* start GIVEN RECORDS *

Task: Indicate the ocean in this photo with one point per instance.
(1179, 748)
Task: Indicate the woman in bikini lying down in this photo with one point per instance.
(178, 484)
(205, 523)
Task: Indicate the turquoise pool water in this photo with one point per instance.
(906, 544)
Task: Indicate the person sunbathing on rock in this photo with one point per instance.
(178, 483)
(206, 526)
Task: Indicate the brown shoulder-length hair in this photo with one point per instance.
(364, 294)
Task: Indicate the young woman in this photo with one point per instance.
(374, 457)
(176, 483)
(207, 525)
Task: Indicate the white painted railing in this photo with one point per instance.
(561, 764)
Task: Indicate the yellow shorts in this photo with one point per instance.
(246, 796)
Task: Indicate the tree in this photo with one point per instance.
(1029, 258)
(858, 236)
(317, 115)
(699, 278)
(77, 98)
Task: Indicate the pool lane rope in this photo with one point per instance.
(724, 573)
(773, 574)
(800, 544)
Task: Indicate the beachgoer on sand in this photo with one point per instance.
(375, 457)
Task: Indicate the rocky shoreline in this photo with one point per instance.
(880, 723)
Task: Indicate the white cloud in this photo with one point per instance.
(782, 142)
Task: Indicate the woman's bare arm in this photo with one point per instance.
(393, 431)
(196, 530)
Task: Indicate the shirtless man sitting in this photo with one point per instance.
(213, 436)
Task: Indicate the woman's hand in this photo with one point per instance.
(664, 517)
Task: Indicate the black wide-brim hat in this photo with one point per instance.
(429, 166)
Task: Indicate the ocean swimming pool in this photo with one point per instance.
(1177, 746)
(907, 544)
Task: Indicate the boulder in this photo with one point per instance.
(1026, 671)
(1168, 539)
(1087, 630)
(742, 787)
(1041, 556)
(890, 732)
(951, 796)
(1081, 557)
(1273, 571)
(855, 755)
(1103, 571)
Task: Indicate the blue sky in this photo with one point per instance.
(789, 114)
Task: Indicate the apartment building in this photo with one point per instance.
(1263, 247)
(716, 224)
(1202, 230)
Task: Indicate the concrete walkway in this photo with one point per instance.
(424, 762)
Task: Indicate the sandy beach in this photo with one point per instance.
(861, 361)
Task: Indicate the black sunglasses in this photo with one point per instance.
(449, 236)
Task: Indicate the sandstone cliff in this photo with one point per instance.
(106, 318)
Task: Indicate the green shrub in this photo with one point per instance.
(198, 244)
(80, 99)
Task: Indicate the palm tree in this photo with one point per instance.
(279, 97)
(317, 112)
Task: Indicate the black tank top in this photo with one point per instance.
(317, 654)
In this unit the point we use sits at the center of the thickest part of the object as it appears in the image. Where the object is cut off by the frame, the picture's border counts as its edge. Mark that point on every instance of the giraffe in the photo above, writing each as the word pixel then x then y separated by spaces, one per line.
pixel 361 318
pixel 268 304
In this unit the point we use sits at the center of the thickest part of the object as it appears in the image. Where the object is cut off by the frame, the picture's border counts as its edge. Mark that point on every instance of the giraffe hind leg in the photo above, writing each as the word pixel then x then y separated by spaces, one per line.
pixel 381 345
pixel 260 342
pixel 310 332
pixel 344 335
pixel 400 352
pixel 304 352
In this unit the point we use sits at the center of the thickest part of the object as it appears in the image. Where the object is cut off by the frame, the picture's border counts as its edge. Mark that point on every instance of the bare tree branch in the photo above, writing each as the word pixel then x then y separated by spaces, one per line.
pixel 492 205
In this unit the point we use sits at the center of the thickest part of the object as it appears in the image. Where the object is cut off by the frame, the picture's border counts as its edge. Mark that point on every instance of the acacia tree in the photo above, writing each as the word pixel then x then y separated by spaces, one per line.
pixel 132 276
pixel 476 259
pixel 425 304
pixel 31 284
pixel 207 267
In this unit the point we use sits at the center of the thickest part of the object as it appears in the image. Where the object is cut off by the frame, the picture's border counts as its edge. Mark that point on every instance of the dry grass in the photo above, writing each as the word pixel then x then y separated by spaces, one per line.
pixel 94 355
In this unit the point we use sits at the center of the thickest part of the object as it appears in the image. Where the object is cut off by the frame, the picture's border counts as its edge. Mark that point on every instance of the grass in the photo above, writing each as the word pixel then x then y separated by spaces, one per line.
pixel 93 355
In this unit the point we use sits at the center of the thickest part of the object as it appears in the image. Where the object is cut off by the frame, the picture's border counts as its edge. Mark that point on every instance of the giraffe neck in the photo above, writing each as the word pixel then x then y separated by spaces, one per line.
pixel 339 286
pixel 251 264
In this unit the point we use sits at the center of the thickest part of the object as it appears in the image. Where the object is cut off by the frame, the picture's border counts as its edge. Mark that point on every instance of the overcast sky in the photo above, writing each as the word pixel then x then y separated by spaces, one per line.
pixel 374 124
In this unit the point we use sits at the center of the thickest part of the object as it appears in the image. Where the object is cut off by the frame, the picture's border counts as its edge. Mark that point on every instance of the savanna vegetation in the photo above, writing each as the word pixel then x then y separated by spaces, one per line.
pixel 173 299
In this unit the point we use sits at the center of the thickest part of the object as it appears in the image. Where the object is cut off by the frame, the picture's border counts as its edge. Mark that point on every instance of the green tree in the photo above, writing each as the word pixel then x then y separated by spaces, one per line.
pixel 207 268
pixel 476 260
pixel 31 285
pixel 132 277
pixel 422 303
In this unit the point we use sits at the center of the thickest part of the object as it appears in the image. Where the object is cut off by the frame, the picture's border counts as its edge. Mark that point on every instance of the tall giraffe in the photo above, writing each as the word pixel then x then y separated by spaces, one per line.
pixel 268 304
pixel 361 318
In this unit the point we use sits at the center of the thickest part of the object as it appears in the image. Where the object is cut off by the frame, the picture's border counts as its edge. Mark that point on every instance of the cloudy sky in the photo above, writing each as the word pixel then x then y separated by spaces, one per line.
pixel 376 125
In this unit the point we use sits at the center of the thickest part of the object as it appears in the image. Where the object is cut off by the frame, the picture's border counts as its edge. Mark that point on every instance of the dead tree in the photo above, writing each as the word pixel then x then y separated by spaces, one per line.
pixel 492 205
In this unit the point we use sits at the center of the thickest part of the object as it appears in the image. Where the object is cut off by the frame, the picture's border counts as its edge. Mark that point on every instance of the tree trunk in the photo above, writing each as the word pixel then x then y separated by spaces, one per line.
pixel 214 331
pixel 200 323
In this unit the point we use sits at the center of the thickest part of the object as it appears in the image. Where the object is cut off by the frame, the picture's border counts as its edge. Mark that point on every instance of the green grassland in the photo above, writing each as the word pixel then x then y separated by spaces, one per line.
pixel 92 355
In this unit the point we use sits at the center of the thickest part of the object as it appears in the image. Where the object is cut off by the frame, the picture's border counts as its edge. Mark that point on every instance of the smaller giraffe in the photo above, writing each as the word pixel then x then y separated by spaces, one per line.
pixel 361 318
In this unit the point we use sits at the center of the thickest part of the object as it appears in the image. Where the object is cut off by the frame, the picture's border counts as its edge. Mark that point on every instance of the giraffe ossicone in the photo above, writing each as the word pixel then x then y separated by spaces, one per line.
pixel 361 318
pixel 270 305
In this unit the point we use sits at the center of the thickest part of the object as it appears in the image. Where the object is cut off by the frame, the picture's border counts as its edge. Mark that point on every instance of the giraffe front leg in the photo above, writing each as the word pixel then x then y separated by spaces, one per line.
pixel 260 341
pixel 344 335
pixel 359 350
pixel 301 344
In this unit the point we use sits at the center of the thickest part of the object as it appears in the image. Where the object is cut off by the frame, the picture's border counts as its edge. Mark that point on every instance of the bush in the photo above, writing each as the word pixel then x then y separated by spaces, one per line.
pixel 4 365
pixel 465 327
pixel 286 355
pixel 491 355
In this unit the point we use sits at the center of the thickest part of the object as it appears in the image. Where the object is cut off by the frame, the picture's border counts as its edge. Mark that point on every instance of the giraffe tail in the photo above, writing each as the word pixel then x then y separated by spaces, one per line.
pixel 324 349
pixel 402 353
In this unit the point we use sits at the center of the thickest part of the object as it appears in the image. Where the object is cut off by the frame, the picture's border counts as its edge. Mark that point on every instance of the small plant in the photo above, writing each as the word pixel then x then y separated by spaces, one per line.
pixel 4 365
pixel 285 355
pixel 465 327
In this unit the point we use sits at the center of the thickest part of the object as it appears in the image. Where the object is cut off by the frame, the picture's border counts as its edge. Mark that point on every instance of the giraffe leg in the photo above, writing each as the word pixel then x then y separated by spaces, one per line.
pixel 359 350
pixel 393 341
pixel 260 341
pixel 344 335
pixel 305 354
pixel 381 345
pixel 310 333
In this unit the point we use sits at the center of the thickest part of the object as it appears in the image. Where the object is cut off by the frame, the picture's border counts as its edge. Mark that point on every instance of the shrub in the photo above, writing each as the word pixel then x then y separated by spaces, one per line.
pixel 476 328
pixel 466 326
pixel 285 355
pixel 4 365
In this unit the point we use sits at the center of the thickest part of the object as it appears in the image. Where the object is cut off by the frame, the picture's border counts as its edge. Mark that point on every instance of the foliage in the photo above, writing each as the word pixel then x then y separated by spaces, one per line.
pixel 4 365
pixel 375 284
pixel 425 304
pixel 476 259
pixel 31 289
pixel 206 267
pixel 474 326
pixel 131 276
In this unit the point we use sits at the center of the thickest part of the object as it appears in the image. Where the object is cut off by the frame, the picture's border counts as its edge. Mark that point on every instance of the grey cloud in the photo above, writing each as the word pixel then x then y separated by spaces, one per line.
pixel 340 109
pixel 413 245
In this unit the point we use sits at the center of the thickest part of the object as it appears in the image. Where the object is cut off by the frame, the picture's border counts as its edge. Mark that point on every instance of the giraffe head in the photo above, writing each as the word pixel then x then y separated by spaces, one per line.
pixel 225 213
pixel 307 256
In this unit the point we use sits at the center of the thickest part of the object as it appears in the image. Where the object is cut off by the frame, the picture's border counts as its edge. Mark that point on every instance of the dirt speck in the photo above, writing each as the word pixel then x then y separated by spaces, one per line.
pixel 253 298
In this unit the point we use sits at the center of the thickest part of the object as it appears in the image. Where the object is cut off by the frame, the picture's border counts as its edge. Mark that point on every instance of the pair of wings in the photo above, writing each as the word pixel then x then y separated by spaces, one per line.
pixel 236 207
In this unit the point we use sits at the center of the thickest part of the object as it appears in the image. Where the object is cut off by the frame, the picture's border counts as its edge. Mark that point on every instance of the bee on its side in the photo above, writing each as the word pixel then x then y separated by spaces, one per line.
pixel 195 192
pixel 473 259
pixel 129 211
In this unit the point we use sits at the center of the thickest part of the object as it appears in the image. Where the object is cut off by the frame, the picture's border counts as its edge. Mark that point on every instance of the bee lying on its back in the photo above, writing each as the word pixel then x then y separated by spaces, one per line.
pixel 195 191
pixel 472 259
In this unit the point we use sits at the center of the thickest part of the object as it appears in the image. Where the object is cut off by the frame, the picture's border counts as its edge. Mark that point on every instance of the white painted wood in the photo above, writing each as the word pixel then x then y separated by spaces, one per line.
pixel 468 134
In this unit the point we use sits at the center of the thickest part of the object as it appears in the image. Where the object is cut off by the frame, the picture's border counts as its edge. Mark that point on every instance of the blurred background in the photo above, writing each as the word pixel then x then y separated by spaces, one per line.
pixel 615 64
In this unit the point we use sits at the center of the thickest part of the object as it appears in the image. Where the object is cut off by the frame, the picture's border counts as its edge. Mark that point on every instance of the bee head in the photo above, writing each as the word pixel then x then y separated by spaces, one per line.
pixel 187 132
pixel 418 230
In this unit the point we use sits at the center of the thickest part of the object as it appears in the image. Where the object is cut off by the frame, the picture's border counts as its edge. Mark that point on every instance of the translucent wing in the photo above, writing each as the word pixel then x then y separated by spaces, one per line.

* end GIVEN RECORDS *

» **TASK DETAILS**: Rewrite the lines from the one containing "the bee head" through the end, inclusive, changing "thickest part" to "widest part" and leaving everything else as is.

» **RESPONSE**:
In this unit the point we use sits at the center of the widest part of the object as it appears in the image. Where the object is cut off by the frame, the picture's border counts as its edge. Mark that point on every instance of the bee head in the photo above, writing each as the word pixel then x then y separated by spaces, one per line.
pixel 187 132
pixel 418 230
In this unit the point we use sits at the center of the widest part of the object as it appears in the image. Where the object is cut off by the frame, the picture's border counts as its edge. Mark that point on every instance of the translucent wing in the photo above, writing each as the word pixel then x then y separated by spaces, one per line.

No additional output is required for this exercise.